── The data ──

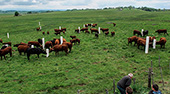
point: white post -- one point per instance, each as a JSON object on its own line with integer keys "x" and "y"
{"x": 7, "y": 35}
{"x": 99, "y": 30}
{"x": 79, "y": 29}
{"x": 154, "y": 43}
{"x": 59, "y": 27}
{"x": 147, "y": 45}
{"x": 61, "y": 40}
{"x": 142, "y": 32}
{"x": 43, "y": 43}
{"x": 32, "y": 46}
{"x": 47, "y": 51}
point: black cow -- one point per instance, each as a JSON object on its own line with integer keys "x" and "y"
{"x": 34, "y": 51}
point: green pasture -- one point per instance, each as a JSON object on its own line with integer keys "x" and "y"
{"x": 92, "y": 66}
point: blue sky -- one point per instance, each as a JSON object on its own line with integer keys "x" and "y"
{"x": 79, "y": 4}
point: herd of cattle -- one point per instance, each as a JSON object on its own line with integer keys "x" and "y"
{"x": 55, "y": 44}
{"x": 142, "y": 41}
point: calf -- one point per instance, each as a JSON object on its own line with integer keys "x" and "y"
{"x": 161, "y": 42}
{"x": 5, "y": 51}
{"x": 75, "y": 41}
{"x": 137, "y": 32}
{"x": 58, "y": 48}
{"x": 162, "y": 31}
{"x": 34, "y": 51}
{"x": 23, "y": 48}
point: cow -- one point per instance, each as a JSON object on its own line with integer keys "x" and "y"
{"x": 23, "y": 48}
{"x": 37, "y": 51}
{"x": 162, "y": 31}
{"x": 48, "y": 44}
{"x": 75, "y": 41}
{"x": 58, "y": 48}
{"x": 94, "y": 30}
{"x": 161, "y": 42}
{"x": 5, "y": 51}
{"x": 137, "y": 32}
{"x": 69, "y": 44}
{"x": 1, "y": 41}
{"x": 73, "y": 37}
{"x": 9, "y": 43}
{"x": 35, "y": 43}
{"x": 132, "y": 39}
{"x": 104, "y": 29}
{"x": 113, "y": 33}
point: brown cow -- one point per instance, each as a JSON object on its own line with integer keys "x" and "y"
{"x": 104, "y": 29}
{"x": 113, "y": 33}
{"x": 75, "y": 41}
{"x": 137, "y": 32}
{"x": 9, "y": 43}
{"x": 1, "y": 41}
{"x": 162, "y": 31}
{"x": 69, "y": 44}
{"x": 5, "y": 51}
{"x": 35, "y": 43}
{"x": 23, "y": 48}
{"x": 162, "y": 42}
{"x": 58, "y": 48}
{"x": 48, "y": 44}
{"x": 132, "y": 39}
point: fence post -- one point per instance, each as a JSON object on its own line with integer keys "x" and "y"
{"x": 152, "y": 72}
{"x": 149, "y": 78}
{"x": 113, "y": 86}
{"x": 161, "y": 71}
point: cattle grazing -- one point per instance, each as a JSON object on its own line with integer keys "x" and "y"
{"x": 34, "y": 51}
{"x": 96, "y": 35}
{"x": 1, "y": 41}
{"x": 106, "y": 33}
{"x": 5, "y": 51}
{"x": 145, "y": 32}
{"x": 43, "y": 33}
{"x": 114, "y": 24}
{"x": 48, "y": 44}
{"x": 132, "y": 39}
{"x": 104, "y": 29}
{"x": 48, "y": 32}
{"x": 161, "y": 42}
{"x": 69, "y": 44}
{"x": 87, "y": 31}
{"x": 35, "y": 43}
{"x": 137, "y": 32}
{"x": 162, "y": 31}
{"x": 23, "y": 48}
{"x": 94, "y": 30}
{"x": 38, "y": 29}
{"x": 40, "y": 41}
{"x": 75, "y": 41}
{"x": 58, "y": 48}
{"x": 113, "y": 33}
{"x": 73, "y": 37}
{"x": 9, "y": 43}
{"x": 84, "y": 29}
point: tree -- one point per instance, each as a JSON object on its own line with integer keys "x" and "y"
{"x": 16, "y": 13}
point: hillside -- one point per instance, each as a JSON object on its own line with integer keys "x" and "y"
{"x": 92, "y": 65}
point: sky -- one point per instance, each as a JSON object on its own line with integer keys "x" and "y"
{"x": 79, "y": 4}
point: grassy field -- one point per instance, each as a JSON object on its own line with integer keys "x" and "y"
{"x": 92, "y": 65}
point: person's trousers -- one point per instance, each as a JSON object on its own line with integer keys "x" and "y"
{"x": 122, "y": 91}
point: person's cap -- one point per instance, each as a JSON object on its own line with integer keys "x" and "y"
{"x": 130, "y": 75}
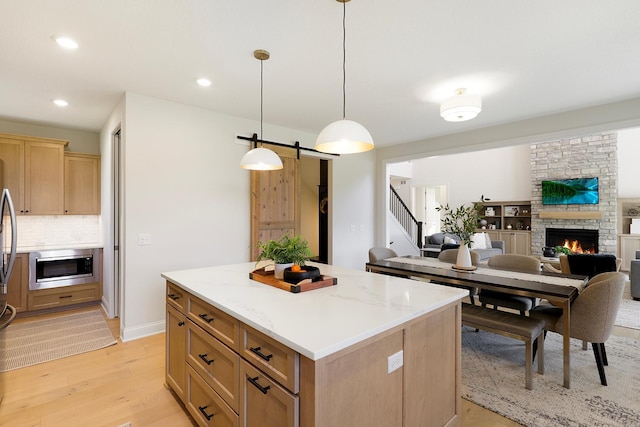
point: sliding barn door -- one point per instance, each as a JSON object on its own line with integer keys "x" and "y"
{"x": 275, "y": 201}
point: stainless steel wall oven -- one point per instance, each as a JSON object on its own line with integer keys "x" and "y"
{"x": 65, "y": 267}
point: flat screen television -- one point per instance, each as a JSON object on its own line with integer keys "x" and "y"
{"x": 575, "y": 191}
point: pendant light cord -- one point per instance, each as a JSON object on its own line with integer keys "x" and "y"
{"x": 261, "y": 96}
{"x": 344, "y": 60}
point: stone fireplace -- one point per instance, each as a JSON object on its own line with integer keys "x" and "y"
{"x": 580, "y": 157}
{"x": 578, "y": 240}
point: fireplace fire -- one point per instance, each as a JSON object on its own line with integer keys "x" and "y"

───

• [Task brief]
Your copy of the entries must be exact and must contain no pictures.

• [Finished exercise]
point: white post -- one point per instance, each as a JSON object on its own line with integer keys "x" and "y"
{"x": 7, "y": 35}
{"x": 99, "y": 30}
{"x": 79, "y": 29}
{"x": 154, "y": 43}
{"x": 59, "y": 27}
{"x": 147, "y": 45}
{"x": 61, "y": 40}
{"x": 142, "y": 32}
{"x": 43, "y": 43}
{"x": 32, "y": 46}
{"x": 47, "y": 51}
point: black cow -- one point per instance, each as a JSON object on its own line with integer keys "x" and "y"
{"x": 34, "y": 51}
point: green pasture -- one point per instance, each as a JSON object on its own line with integer keys "x" and "y"
{"x": 92, "y": 66}
point: blue sky -- one point per instance, each as a JSON object on its own line with integer keys "x" and "y"
{"x": 79, "y": 4}
point: herd of cattle -- one point per instance, each as a JSON object on its own line with integer keys "x" and "y"
{"x": 55, "y": 44}
{"x": 142, "y": 41}
point: calf -- one point per instance, each as a JSON object on its own line with integer keys "x" and "y"
{"x": 161, "y": 42}
{"x": 5, "y": 51}
{"x": 75, "y": 41}
{"x": 137, "y": 32}
{"x": 58, "y": 48}
{"x": 162, "y": 31}
{"x": 34, "y": 51}
{"x": 23, "y": 48}
point: cow -- one point per instance, each as a JSON object on its own line with integer keys "x" and "y"
{"x": 23, "y": 48}
{"x": 37, "y": 51}
{"x": 162, "y": 31}
{"x": 48, "y": 44}
{"x": 75, "y": 41}
{"x": 58, "y": 48}
{"x": 94, "y": 30}
{"x": 161, "y": 42}
{"x": 5, "y": 51}
{"x": 137, "y": 32}
{"x": 69, "y": 44}
{"x": 1, "y": 41}
{"x": 73, "y": 37}
{"x": 9, "y": 43}
{"x": 35, "y": 43}
{"x": 132, "y": 39}
{"x": 104, "y": 29}
{"x": 113, "y": 33}
point: brown cow -- one point per instance, each as a JSON object on its own line with integer keys "x" and "y"
{"x": 104, "y": 29}
{"x": 113, "y": 33}
{"x": 75, "y": 41}
{"x": 137, "y": 32}
{"x": 9, "y": 43}
{"x": 1, "y": 41}
{"x": 162, "y": 31}
{"x": 69, "y": 44}
{"x": 5, "y": 51}
{"x": 35, "y": 43}
{"x": 23, "y": 48}
{"x": 162, "y": 42}
{"x": 58, "y": 48}
{"x": 48, "y": 44}
{"x": 132, "y": 39}
point: fence post -- one point per instance, each as a JSON object on its own line with integer keys "x" and "y"
{"x": 152, "y": 72}
{"x": 149, "y": 78}
{"x": 113, "y": 86}
{"x": 161, "y": 71}
point: cattle grazing -- one point per instance, each as a JSON object on its own line with integer keys "x" and "y"
{"x": 34, "y": 51}
{"x": 96, "y": 35}
{"x": 1, "y": 41}
{"x": 106, "y": 33}
{"x": 5, "y": 51}
{"x": 145, "y": 32}
{"x": 43, "y": 33}
{"x": 114, "y": 24}
{"x": 48, "y": 44}
{"x": 132, "y": 39}
{"x": 104, "y": 29}
{"x": 48, "y": 32}
{"x": 161, "y": 42}
{"x": 69, "y": 44}
{"x": 87, "y": 31}
{"x": 35, "y": 43}
{"x": 137, "y": 32}
{"x": 162, "y": 31}
{"x": 23, "y": 48}
{"x": 94, "y": 30}
{"x": 38, "y": 29}
{"x": 40, "y": 41}
{"x": 75, "y": 41}
{"x": 58, "y": 48}
{"x": 113, "y": 33}
{"x": 73, "y": 37}
{"x": 9, "y": 43}
{"x": 84, "y": 29}
point: tree -- one point per instance, each as a JSON object on its own line with integer keys "x" and "y"
{"x": 16, "y": 13}
point: hillside -- one point per instance, each as a JSON object on its own line with integer keys "x" and "y"
{"x": 92, "y": 65}
point: sky -- one point per instance, each as a JSON object on its own line with integer keys "x" and "y"
{"x": 79, "y": 4}
point: grassy field -- one point per instance, each as a JSON object on its own line with integer keys "x" and "y"
{"x": 92, "y": 65}
point: person's trousers -- one point per instance, each as a JSON object on its own line with integer keys "x" and "y"
{"x": 122, "y": 91}
point: person's cap -- one point per instance, each as a JSON object on its own line with integer keys "x" and "y"
{"x": 130, "y": 75}
point: sliding barn door -- one point per instance, each as a JSON object on its own line with integer keys "x" and "y"
{"x": 275, "y": 201}
point: stainless steel wall oven -- one point per instance, each as a JSON object on its own line with integer keys "x" and "y"
{"x": 65, "y": 267}
point: flat screen television -- one point per instance, each as a JSON object on its own line with integer keys "x" and "y"
{"x": 575, "y": 191}
point: pendant light cord -- one point per instance, each as a JSON object on its own line with integer keys "x" and "y"
{"x": 261, "y": 96}
{"x": 344, "y": 60}
point: stone fireplace -- one point per instance, each as a JSON object on its own line with integer keys "x" and "y"
{"x": 580, "y": 157}
{"x": 578, "y": 240}
point: fireplace fire -- one point per instance, each as a JSON object on its own line with integer keys "x" and "y"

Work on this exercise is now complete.